Thursday, February 12, 2009

Myra

Myra
Maria Velho da Costa
Assírio e Alvim, 2008

Desta vez vou falar de mim. Hoje, vendo livros em Sines. O topónimo gerará opiniões diversas, logo que ouvido ou lido. Cidade portuária de indústrias pesadas mas, também, terra de Vasco da Gama, de praias, lazer, peixe, comida.
Vender livros numa terra com estas características sumárias provocará, também, juízos antagónicos.
Hoje, vendo livros em Sines. Claro que, pela posição geográfica e características sócio-económicas da população, residente ou flutuante, teria alguma lógica o pedido de Myra, de Maria Velho da Costa: a história da imigrante de Leste que ruma ao Sul neste Portugal de acolhimento. Ou refúgio!
Ninguém mo solicitou, nem sequer quando foi falado nos jornais e revistas, na rádio e televisão; quando teve muitos dias de montra e mesa privilegiada na livraria.
Pedem-me, sim, o Tubista Básico Prático, edição Rei dos Livros.

■ Dados extraídos:
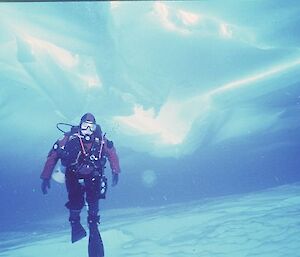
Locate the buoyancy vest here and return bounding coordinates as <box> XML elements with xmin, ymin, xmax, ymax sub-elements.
<box><xmin>60</xmin><ymin>125</ymin><xmax>106</xmax><ymax>175</ymax></box>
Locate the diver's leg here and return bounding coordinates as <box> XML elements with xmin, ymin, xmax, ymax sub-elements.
<box><xmin>66</xmin><ymin>171</ymin><xmax>86</xmax><ymax>243</ymax></box>
<box><xmin>86</xmin><ymin>177</ymin><xmax>104</xmax><ymax>257</ymax></box>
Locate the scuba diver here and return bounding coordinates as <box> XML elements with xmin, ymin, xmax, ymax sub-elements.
<box><xmin>40</xmin><ymin>113</ymin><xmax>120</xmax><ymax>257</ymax></box>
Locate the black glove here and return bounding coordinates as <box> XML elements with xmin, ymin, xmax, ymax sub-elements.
<box><xmin>41</xmin><ymin>179</ymin><xmax>51</xmax><ymax>195</ymax></box>
<box><xmin>111</xmin><ymin>172</ymin><xmax>119</xmax><ymax>187</ymax></box>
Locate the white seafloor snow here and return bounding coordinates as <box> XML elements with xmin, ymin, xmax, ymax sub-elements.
<box><xmin>0</xmin><ymin>183</ymin><xmax>300</xmax><ymax>257</ymax></box>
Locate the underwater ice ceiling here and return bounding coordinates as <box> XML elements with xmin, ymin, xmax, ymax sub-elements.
<box><xmin>0</xmin><ymin>1</ymin><xmax>300</xmax><ymax>156</ymax></box>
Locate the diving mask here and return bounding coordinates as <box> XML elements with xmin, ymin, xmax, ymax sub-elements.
<box><xmin>80</xmin><ymin>121</ymin><xmax>97</xmax><ymax>132</ymax></box>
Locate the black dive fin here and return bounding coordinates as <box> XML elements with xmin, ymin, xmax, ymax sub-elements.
<box><xmin>89</xmin><ymin>225</ymin><xmax>104</xmax><ymax>257</ymax></box>
<box><xmin>71</xmin><ymin>223</ymin><xmax>86</xmax><ymax>243</ymax></box>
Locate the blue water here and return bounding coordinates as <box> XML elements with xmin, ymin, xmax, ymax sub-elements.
<box><xmin>0</xmin><ymin>0</ymin><xmax>300</xmax><ymax>257</ymax></box>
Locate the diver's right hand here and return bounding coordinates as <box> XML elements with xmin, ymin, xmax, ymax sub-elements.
<box><xmin>41</xmin><ymin>179</ymin><xmax>51</xmax><ymax>195</ymax></box>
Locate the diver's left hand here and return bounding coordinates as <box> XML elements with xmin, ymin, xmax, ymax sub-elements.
<box><xmin>111</xmin><ymin>172</ymin><xmax>119</xmax><ymax>187</ymax></box>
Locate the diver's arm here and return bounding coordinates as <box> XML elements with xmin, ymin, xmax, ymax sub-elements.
<box><xmin>40</xmin><ymin>143</ymin><xmax>59</xmax><ymax>180</ymax></box>
<box><xmin>40</xmin><ymin>135</ymin><xmax>68</xmax><ymax>180</ymax></box>
<box><xmin>103</xmin><ymin>139</ymin><xmax>121</xmax><ymax>174</ymax></box>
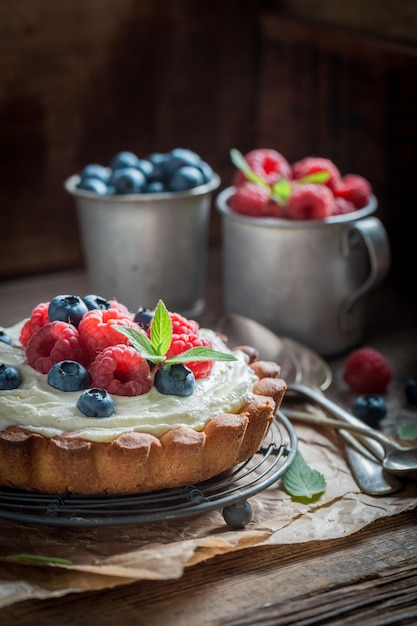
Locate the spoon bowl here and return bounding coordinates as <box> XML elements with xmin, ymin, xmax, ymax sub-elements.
<box><xmin>217</xmin><ymin>313</ymin><xmax>417</xmax><ymax>482</ymax></box>
<box><xmin>287</xmin><ymin>383</ymin><xmax>417</xmax><ymax>476</ymax></box>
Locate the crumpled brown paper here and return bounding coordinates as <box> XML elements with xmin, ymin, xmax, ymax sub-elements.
<box><xmin>0</xmin><ymin>412</ymin><xmax>417</xmax><ymax>607</ymax></box>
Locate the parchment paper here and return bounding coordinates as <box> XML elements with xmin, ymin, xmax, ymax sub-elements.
<box><xmin>0</xmin><ymin>410</ymin><xmax>417</xmax><ymax>607</ymax></box>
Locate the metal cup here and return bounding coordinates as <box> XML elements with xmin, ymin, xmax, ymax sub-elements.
<box><xmin>64</xmin><ymin>175</ymin><xmax>220</xmax><ymax>316</ymax></box>
<box><xmin>216</xmin><ymin>187</ymin><xmax>391</xmax><ymax>357</ymax></box>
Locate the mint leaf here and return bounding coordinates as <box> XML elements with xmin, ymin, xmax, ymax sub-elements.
<box><xmin>6</xmin><ymin>553</ymin><xmax>72</xmax><ymax>565</ymax></box>
<box><xmin>397</xmin><ymin>422</ymin><xmax>417</xmax><ymax>441</ymax></box>
<box><xmin>114</xmin><ymin>300</ymin><xmax>237</xmax><ymax>365</ymax></box>
<box><xmin>165</xmin><ymin>347</ymin><xmax>236</xmax><ymax>365</ymax></box>
<box><xmin>114</xmin><ymin>326</ymin><xmax>163</xmax><ymax>361</ymax></box>
<box><xmin>230</xmin><ymin>148</ymin><xmax>269</xmax><ymax>188</ymax></box>
<box><xmin>151</xmin><ymin>300</ymin><xmax>172</xmax><ymax>355</ymax></box>
<box><xmin>297</xmin><ymin>170</ymin><xmax>331</xmax><ymax>185</ymax></box>
<box><xmin>282</xmin><ymin>452</ymin><xmax>326</xmax><ymax>502</ymax></box>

■ Instrução:
Retome o excerto sobre a venda de livros em Sines e continue-o a partir da última frase. Os dados não são necessários para esta tarefa.

■ Resultado da tarefa:
Ironicamente, grande parte dos compradores do pequeno manual técnico é imigrante de Leste. Homens. Que vivem e trabalham no meio de nós. Tomam banho na praia, bem ao nosso lado. Bebem um copo no bar onde ombreamos ao balcão.
As mulheres – esposas, irmãs, parentes ou, simplesmente, patrícias, limpam-nos as casas, atendem-nos ao balcão, corta-nos o cabelo, fazem-nos pequenos trabalhos de costura.
O romance que a Assírio e Alvim publicou, depois de vários anos sem que nada de Maria Velho da Costa tivesse saído do prelo, foi a minha primeira leitura de 2009.
Num fim-de-semana fantástico em que o frio tornava leve a montanha de pesadas mantas e cobertores, só se ouvia o crepitar da lenha na lareira e a chuva forte no telhado daquela casa de pedra e telha vã, donde se avistam os cumes brancos da Serra da Estrela.
Salvo raras excepções em que vendi o livro em Sines, não a pedido dos clientes, mas aconselhado por mim - imposto, quase – Myra manteve-se sempre na primeira mesa da livraria até chegar o dia de voltar para o caixote das devoluções.
E lá foi ele, aconchegado, entalado, no meio de outros até ao armazém.
Aí, talvez as mãos de um russo ou de um romeno o tenham retirado da caixa, conferido, colocado novamente na prateleira da distribuidora, para depois o retirar outra vez, facturar, embalar de novo e enviar-me, agora, numa consignação de 60 dias.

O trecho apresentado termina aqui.